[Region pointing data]
--- START ---
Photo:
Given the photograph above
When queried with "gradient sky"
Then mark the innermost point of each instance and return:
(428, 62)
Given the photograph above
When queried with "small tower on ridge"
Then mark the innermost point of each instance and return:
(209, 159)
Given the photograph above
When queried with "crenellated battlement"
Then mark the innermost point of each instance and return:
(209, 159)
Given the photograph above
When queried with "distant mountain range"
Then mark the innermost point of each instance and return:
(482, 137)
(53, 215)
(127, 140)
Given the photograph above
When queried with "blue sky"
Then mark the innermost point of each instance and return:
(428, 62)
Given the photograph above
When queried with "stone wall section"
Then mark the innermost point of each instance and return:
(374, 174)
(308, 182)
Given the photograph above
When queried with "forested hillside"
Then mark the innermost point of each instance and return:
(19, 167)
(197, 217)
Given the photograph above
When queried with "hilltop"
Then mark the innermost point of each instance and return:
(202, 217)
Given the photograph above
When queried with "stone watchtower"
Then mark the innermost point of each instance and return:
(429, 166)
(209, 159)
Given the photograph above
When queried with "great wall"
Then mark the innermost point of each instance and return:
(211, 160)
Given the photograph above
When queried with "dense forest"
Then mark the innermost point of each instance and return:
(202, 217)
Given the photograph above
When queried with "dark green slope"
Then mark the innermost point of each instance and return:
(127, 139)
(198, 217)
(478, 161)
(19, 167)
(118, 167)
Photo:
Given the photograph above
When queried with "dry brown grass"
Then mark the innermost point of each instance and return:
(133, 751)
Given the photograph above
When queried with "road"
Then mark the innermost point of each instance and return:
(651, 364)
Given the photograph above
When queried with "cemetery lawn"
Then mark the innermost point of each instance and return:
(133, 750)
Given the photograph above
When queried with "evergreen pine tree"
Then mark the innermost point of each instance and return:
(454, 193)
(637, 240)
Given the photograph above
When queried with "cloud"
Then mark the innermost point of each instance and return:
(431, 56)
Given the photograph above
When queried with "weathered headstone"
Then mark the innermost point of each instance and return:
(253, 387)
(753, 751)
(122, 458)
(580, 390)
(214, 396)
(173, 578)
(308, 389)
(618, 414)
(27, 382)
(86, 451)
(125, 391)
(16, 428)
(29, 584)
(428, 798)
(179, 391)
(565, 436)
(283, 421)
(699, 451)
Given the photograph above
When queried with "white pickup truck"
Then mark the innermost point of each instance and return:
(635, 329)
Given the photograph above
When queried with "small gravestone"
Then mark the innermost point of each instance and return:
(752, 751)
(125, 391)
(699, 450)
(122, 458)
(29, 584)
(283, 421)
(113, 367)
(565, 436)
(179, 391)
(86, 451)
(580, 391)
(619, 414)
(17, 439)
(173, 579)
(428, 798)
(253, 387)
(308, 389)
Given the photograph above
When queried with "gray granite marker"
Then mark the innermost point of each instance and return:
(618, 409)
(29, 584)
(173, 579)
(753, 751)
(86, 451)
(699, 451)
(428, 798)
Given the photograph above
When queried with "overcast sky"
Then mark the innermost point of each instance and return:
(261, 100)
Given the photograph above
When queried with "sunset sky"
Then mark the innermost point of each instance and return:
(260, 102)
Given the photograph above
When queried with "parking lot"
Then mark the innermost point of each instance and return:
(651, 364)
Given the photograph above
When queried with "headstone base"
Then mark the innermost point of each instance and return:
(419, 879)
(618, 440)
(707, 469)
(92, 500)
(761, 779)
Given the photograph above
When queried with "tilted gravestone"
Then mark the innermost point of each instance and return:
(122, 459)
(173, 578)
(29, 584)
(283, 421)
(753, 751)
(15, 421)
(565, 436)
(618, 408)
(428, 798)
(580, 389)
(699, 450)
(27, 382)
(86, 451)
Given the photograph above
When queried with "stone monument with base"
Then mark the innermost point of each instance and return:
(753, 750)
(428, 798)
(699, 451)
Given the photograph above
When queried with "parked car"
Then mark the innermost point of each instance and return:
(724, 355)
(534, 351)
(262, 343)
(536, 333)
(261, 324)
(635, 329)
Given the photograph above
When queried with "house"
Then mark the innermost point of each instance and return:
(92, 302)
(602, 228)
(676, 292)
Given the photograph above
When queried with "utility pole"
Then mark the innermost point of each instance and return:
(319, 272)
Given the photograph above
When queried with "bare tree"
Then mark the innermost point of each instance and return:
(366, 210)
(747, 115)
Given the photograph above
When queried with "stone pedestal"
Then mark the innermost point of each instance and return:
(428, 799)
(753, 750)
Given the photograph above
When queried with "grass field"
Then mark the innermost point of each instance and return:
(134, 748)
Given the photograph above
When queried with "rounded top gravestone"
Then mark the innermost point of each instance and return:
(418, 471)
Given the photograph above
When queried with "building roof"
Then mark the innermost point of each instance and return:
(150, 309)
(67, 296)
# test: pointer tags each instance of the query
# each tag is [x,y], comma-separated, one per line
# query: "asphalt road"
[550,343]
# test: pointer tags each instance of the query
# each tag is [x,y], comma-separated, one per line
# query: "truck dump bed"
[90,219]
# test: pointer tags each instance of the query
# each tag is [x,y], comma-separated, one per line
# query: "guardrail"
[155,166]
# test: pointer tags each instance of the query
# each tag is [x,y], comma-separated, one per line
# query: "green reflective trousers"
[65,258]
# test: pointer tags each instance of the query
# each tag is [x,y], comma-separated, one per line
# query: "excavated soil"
--- END ---
--- START ---
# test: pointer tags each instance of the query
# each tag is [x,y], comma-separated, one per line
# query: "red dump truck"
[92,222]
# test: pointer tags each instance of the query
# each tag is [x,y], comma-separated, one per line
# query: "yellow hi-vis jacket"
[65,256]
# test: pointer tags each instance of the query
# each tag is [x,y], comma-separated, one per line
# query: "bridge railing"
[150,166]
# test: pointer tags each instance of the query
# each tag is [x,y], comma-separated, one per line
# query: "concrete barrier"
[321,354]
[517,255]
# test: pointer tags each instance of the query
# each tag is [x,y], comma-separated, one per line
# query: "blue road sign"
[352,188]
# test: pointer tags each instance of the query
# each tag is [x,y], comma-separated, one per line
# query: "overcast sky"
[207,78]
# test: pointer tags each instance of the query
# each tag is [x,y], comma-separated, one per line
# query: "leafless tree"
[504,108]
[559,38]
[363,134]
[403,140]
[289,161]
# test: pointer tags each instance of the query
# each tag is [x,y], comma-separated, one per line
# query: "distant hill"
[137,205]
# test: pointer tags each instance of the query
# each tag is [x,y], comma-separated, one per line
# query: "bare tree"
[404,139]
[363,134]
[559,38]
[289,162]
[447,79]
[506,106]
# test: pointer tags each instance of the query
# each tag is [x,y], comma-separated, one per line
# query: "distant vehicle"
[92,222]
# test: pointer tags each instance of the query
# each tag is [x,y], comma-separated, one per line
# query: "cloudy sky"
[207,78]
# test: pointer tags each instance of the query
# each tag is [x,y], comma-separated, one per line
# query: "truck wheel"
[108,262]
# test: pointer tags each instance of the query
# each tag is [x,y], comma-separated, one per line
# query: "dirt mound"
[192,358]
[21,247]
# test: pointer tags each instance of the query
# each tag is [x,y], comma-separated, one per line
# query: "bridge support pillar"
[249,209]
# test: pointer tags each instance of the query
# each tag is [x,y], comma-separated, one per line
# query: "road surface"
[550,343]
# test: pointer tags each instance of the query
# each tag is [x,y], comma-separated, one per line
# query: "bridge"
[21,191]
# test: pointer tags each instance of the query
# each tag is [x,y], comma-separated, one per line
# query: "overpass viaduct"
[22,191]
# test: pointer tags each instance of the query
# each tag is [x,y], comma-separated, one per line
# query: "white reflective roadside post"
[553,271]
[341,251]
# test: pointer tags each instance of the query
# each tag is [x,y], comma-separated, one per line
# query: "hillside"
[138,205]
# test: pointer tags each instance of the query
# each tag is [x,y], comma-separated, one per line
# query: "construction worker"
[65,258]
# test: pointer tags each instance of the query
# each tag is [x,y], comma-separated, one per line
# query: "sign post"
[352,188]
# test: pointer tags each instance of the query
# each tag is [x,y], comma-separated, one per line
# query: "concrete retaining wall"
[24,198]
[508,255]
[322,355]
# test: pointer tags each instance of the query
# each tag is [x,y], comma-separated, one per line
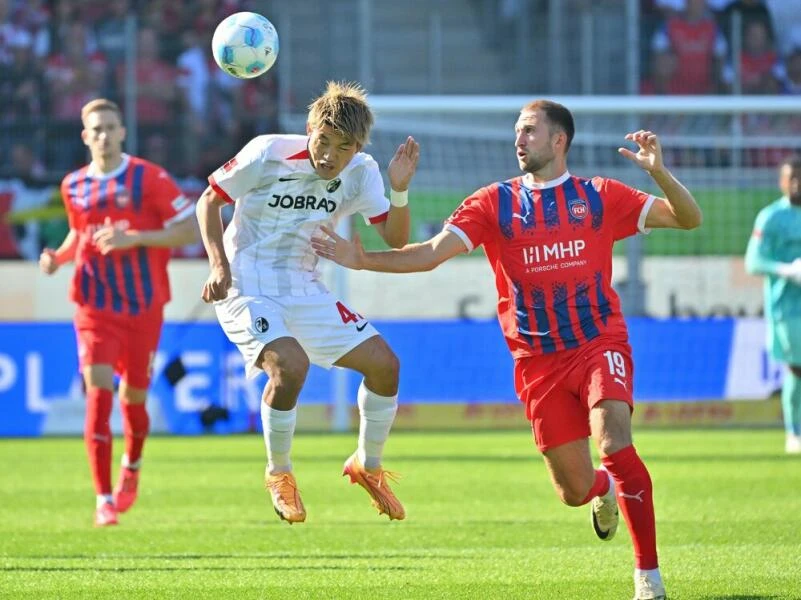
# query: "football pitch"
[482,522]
--- END ---
--- START ---
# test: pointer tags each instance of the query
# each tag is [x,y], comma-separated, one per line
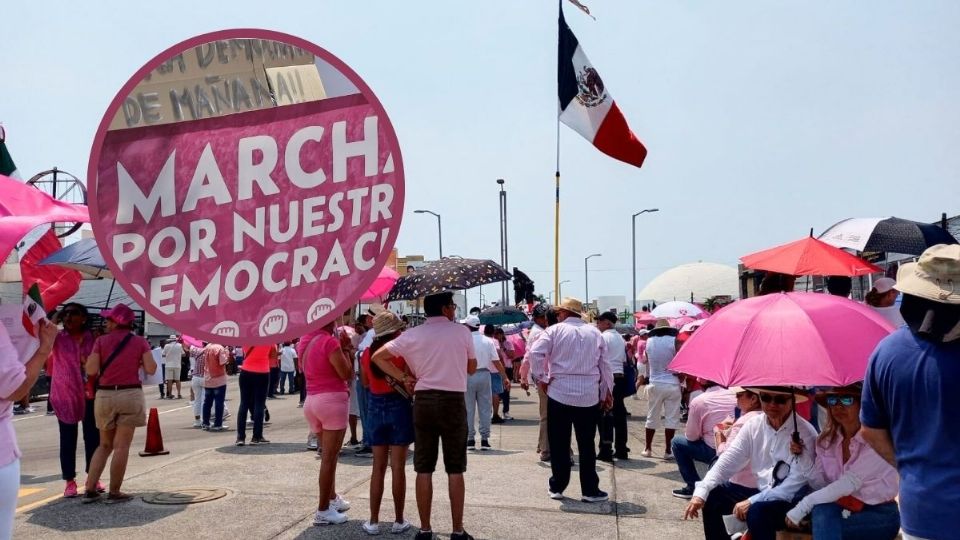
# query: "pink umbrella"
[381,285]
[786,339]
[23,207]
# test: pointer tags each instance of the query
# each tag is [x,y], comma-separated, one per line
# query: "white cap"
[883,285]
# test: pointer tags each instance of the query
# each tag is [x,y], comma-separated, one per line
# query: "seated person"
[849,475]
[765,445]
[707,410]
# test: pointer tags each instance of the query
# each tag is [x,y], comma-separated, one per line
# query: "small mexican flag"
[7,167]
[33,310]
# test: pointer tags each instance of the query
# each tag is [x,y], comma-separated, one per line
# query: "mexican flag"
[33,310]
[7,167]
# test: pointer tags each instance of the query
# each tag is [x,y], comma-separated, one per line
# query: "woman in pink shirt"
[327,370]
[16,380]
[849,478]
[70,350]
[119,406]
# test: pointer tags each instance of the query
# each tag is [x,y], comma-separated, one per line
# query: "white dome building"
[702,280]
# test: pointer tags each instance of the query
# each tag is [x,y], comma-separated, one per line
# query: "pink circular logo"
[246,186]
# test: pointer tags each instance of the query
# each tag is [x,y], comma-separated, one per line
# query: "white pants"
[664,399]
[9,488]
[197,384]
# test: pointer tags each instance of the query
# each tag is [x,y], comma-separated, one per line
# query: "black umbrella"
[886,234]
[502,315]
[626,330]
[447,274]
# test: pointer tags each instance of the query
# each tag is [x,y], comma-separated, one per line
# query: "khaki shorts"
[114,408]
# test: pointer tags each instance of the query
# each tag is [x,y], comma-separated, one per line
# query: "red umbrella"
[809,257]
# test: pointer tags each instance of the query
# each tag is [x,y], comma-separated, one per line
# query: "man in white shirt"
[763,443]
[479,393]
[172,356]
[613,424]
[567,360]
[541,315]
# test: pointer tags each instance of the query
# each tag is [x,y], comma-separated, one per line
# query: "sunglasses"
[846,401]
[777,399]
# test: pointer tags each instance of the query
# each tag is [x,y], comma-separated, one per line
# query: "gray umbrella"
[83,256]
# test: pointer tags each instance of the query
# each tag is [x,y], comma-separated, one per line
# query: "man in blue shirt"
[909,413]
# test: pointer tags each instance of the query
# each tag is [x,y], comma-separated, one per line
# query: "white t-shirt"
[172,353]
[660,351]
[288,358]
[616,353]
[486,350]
--- END ---
» **WHAT YOU ARE ASKED TO DO**
Of all the lines in the data above, show only those that hold the word "base".

» **RESULT OF THIS EXERCISE**
When queried with "headstone base"
When queried with "stone monument with base"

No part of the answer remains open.